▸ **Aim**
Write out every line of the listing below as a JSON array of strings, one string per line, skipping blank lines.

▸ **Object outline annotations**
--- BEGIN ---

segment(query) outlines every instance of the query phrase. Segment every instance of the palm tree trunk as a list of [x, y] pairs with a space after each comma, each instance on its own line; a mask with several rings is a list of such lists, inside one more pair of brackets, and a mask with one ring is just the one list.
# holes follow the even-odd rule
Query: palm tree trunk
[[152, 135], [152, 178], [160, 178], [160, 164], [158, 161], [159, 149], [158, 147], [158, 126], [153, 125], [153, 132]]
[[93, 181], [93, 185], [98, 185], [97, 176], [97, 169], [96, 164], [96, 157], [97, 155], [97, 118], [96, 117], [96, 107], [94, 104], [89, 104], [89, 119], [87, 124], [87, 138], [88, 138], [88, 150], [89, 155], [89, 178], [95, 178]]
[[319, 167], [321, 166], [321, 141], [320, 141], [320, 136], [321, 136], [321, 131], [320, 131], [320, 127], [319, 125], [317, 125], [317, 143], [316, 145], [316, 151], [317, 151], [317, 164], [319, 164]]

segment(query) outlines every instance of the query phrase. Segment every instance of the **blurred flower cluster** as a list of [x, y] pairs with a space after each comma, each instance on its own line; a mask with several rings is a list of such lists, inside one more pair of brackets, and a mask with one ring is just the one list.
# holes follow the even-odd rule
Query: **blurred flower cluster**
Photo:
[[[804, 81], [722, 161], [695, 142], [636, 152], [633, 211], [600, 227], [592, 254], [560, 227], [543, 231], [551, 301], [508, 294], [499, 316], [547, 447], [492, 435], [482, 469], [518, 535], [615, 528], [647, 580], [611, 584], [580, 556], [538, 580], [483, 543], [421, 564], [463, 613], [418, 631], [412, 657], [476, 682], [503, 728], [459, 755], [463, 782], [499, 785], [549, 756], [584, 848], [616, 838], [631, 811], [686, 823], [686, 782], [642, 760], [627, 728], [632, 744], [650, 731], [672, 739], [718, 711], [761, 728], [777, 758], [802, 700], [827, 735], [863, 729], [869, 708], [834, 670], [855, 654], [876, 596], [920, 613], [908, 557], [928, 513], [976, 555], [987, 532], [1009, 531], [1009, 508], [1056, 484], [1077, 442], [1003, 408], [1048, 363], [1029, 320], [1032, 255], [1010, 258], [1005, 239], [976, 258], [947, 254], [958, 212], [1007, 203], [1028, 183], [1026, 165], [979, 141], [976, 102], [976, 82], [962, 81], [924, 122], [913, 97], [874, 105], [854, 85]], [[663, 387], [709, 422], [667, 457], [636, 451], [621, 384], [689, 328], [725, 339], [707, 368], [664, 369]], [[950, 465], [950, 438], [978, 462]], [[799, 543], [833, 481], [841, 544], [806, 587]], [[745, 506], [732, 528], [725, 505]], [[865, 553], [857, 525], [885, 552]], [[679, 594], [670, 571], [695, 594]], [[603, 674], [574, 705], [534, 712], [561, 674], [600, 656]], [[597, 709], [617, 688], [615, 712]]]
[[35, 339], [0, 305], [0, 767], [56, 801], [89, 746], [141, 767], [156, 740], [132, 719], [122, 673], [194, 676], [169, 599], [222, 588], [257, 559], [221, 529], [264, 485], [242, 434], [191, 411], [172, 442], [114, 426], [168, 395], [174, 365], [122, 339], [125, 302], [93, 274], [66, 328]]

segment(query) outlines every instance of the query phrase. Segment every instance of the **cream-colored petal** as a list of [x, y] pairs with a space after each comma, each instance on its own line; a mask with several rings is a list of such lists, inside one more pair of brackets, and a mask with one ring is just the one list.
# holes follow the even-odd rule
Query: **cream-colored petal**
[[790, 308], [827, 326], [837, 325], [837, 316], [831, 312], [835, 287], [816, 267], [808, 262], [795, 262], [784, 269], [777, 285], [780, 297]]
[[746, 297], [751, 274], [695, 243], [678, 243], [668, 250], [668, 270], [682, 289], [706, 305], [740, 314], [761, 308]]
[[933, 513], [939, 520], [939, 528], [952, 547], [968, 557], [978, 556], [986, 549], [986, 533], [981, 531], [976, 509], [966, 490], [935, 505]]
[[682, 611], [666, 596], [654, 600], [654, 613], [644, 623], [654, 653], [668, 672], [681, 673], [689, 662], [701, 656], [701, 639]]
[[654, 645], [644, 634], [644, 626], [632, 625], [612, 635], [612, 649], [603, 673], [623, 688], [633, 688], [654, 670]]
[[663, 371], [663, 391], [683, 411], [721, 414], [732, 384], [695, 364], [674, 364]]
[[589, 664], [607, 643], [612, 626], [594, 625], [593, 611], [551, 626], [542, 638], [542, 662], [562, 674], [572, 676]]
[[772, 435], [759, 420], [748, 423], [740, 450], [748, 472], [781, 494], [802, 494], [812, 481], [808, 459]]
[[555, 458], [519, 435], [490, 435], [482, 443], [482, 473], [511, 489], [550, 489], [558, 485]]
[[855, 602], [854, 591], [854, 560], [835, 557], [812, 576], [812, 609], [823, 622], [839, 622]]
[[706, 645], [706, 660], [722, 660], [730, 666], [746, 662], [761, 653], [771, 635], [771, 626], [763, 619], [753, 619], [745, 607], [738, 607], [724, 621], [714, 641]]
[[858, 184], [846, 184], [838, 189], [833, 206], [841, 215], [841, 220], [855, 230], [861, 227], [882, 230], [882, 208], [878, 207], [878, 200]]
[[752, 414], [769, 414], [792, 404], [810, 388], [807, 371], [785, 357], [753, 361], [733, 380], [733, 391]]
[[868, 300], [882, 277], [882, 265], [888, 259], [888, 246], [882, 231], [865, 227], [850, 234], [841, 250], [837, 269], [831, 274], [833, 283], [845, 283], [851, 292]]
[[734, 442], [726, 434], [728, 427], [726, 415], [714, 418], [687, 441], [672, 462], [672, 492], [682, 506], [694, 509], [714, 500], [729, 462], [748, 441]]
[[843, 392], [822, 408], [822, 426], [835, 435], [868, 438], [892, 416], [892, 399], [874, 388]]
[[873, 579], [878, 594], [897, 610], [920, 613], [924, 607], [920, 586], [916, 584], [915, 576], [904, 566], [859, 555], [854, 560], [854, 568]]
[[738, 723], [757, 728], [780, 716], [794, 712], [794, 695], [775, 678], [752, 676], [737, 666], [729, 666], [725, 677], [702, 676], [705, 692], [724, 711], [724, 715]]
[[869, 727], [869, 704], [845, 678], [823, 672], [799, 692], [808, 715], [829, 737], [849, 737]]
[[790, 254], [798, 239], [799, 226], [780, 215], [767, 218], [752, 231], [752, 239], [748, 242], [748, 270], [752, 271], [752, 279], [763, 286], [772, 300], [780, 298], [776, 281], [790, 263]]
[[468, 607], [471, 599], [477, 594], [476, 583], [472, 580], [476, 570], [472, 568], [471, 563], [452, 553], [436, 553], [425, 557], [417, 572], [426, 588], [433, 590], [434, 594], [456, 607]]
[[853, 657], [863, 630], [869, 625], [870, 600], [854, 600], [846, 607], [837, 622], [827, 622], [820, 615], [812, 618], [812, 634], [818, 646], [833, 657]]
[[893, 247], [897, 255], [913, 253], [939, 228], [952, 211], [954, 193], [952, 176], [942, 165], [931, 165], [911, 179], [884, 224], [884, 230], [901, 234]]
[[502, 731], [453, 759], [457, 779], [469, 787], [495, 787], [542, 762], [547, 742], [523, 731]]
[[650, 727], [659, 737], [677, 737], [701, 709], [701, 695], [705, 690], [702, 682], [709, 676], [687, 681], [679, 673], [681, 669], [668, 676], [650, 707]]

--- END ---

▸ **Finished task**
[
  "segment(query) outlines every instance of the query phrase. Segment every instance of the palm tree trunk as a list of [x, y] pairs with a space after each comma, each instance on its own line; a mask with several rings is a list of such lists, inside one more pair of brackets, and a mask with one ring is just the one list.",
  "# holes follow the even-odd rule",
  "Query: palm tree trunk",
  "[[152, 135], [152, 178], [160, 178], [160, 164], [158, 161], [159, 149], [158, 147], [158, 126], [153, 125], [153, 132]]",
  "[[93, 181], [93, 185], [98, 185], [97, 176], [97, 169], [96, 164], [96, 157], [97, 155], [97, 118], [96, 117], [96, 107], [94, 104], [89, 104], [89, 119], [87, 124], [87, 138], [88, 138], [88, 150], [89, 155], [89, 178], [95, 178]]",
  "[[319, 167], [321, 166], [321, 141], [320, 141], [320, 136], [321, 136], [321, 131], [320, 131], [320, 127], [319, 125], [317, 125], [317, 143], [316, 145], [316, 151], [317, 151], [317, 164], [319, 164]]",
  "segment(query) outlines every instance of the query phrase. Segment every instance of the **blurred flower cluster** as a list of [x, y] pairs with a space after each comma, each instance on its own line; a mask with several rings is a list of such lists, inside one more pair of brackets, and a mask with one ring is just the one list.",
  "# holes follow the even-odd rule",
  "Query: **blurred flower cluster**",
  "Photo:",
  "[[[804, 81], [722, 161], [695, 142], [636, 152], [633, 211], [600, 227], [592, 254], [560, 227], [543, 231], [551, 301], [508, 294], [499, 316], [547, 447], [492, 435], [482, 469], [518, 535], [615, 528], [647, 580], [611, 584], [580, 556], [538, 580], [483, 543], [421, 564], [463, 613], [418, 631], [412, 657], [476, 682], [503, 728], [459, 755], [463, 782], [499, 785], [549, 756], [584, 848], [616, 838], [631, 811], [686, 823], [686, 782], [642, 760], [627, 728], [632, 744], [650, 731], [672, 739], [718, 711], [761, 728], [777, 758], [802, 700], [827, 735], [863, 729], [869, 708], [834, 670], [855, 654], [876, 596], [920, 613], [908, 557], [928, 513], [976, 555], [987, 532], [1009, 531], [1009, 508], [1056, 484], [1077, 442], [1003, 408], [1048, 363], [1029, 320], [1032, 255], [1010, 258], [1005, 239], [976, 258], [947, 254], [958, 212], [1007, 203], [1028, 183], [1026, 165], [979, 141], [976, 102], [976, 82], [962, 81], [924, 122], [913, 97], [874, 105], [854, 85]], [[663, 387], [709, 422], [667, 457], [636, 451], [621, 384], [689, 328], [725, 339], [707, 368], [664, 369]], [[950, 465], [950, 438], [978, 462]], [[799, 543], [833, 481], [841, 544], [806, 587]], [[745, 506], [732, 528], [725, 505]], [[865, 553], [857, 525], [885, 552]], [[679, 594], [670, 571], [695, 594]], [[603, 674], [574, 705], [534, 712], [561, 674], [600, 656]], [[597, 709], [617, 688], [615, 712]]]",
  "[[35, 339], [0, 305], [0, 767], [56, 801], [89, 746], [141, 767], [156, 740], [132, 719], [122, 673], [194, 676], [169, 599], [222, 588], [257, 559], [221, 529], [264, 485], [242, 434], [191, 411], [172, 442], [114, 426], [168, 395], [174, 365], [122, 339], [125, 302], [93, 274], [66, 328]]",
  "segment(query) outlines every instance of the query phrase. Segment every instance of the **cream-colored petal** as a list of [x, y] pairs with a space after each comma, each instance on its own line; a mask with several rings is a list of such lists, inside one more pair of brackets, and a mask with one ring is just the one list.",
  "# holes follow the even-odd rule",
  "Query: **cream-colored petal**",
  "[[790, 308], [827, 326], [837, 325], [837, 316], [831, 312], [835, 287], [816, 267], [808, 262], [795, 262], [784, 269], [777, 285], [780, 297]]",
  "[[746, 297], [751, 274], [695, 243], [678, 243], [668, 250], [668, 270], [682, 289], [706, 305], [740, 314], [761, 308]]",
  "[[933, 513], [939, 520], [939, 528], [952, 547], [968, 557], [978, 556], [986, 549], [986, 533], [981, 531], [976, 509], [966, 490], [935, 505]]",
  "[[682, 611], [666, 596], [654, 600], [654, 613], [644, 623], [654, 653], [668, 672], [681, 673], [689, 662], [701, 656], [701, 639]]",
  "[[654, 645], [644, 634], [644, 626], [632, 625], [612, 635], [612, 649], [603, 673], [623, 688], [633, 688], [654, 670]]",
  "[[663, 371], [663, 391], [683, 411], [721, 414], [732, 384], [695, 364], [674, 364]]",
  "[[589, 664], [607, 643], [612, 626], [594, 625], [593, 611], [551, 626], [542, 638], [542, 662], [562, 674], [572, 676]]",
  "[[772, 435], [759, 420], [748, 423], [740, 450], [748, 472], [781, 494], [802, 494], [812, 481], [808, 459]]",
  "[[555, 458], [519, 435], [490, 435], [482, 443], [482, 473], [511, 489], [550, 489], [558, 485]]",
  "[[855, 602], [854, 591], [854, 560], [835, 557], [812, 576], [812, 609], [823, 622], [839, 622]]",
  "[[706, 645], [706, 660], [722, 660], [730, 666], [746, 662], [761, 653], [771, 635], [771, 626], [763, 619], [753, 619], [745, 607], [738, 607], [724, 621], [714, 641]]",
  "[[858, 184], [846, 184], [838, 189], [833, 206], [841, 215], [841, 220], [855, 230], [861, 227], [882, 230], [882, 208], [878, 207], [878, 200]]",
  "[[752, 414], [769, 414], [792, 404], [810, 388], [807, 371], [785, 357], [753, 361], [733, 380], [733, 391]]",
  "[[868, 300], [882, 277], [882, 265], [888, 259], [888, 246], [882, 231], [865, 227], [850, 234], [841, 250], [837, 269], [831, 274], [833, 283], [845, 283], [851, 292]]",
  "[[734, 442], [726, 434], [728, 427], [726, 415], [714, 418], [687, 441], [672, 462], [672, 492], [682, 506], [694, 509], [714, 500], [729, 462], [748, 441]]",
  "[[843, 392], [822, 408], [822, 426], [835, 435], [868, 438], [892, 416], [892, 399], [874, 388]]",
  "[[873, 579], [878, 594], [897, 610], [920, 613], [924, 607], [920, 586], [916, 584], [915, 576], [904, 566], [859, 555], [854, 560], [854, 568]]",
  "[[738, 723], [757, 728], [780, 716], [794, 712], [794, 695], [775, 678], [752, 676], [737, 666], [729, 666], [725, 677], [702, 676], [705, 692], [724, 711], [724, 715]]",
  "[[869, 727], [869, 704], [845, 678], [823, 672], [799, 692], [808, 715], [829, 737], [849, 737]]",
  "[[790, 254], [798, 239], [799, 226], [780, 215], [767, 218], [752, 231], [752, 239], [748, 242], [748, 270], [752, 271], [752, 279], [763, 286], [772, 300], [780, 298], [776, 281], [790, 263]]",
  "[[468, 607], [471, 599], [477, 594], [476, 583], [472, 580], [476, 570], [472, 568], [471, 563], [452, 553], [436, 553], [425, 557], [417, 572], [426, 588], [433, 590], [434, 594], [456, 607]]",
  "[[853, 657], [863, 630], [869, 625], [870, 600], [854, 600], [846, 607], [837, 622], [827, 622], [820, 615], [812, 618], [812, 634], [818, 646], [833, 657]]",
  "[[893, 247], [897, 255], [913, 253], [939, 228], [952, 211], [954, 193], [952, 176], [942, 165], [931, 165], [911, 179], [884, 224], [884, 230], [901, 234]]",
  "[[502, 731], [453, 759], [457, 779], [469, 787], [495, 787], [542, 762], [547, 742], [523, 731]]",
  "[[650, 727], [659, 737], [677, 737], [701, 709], [701, 695], [705, 690], [702, 682], [709, 676], [687, 681], [679, 673], [681, 669], [668, 676], [650, 707]]"
]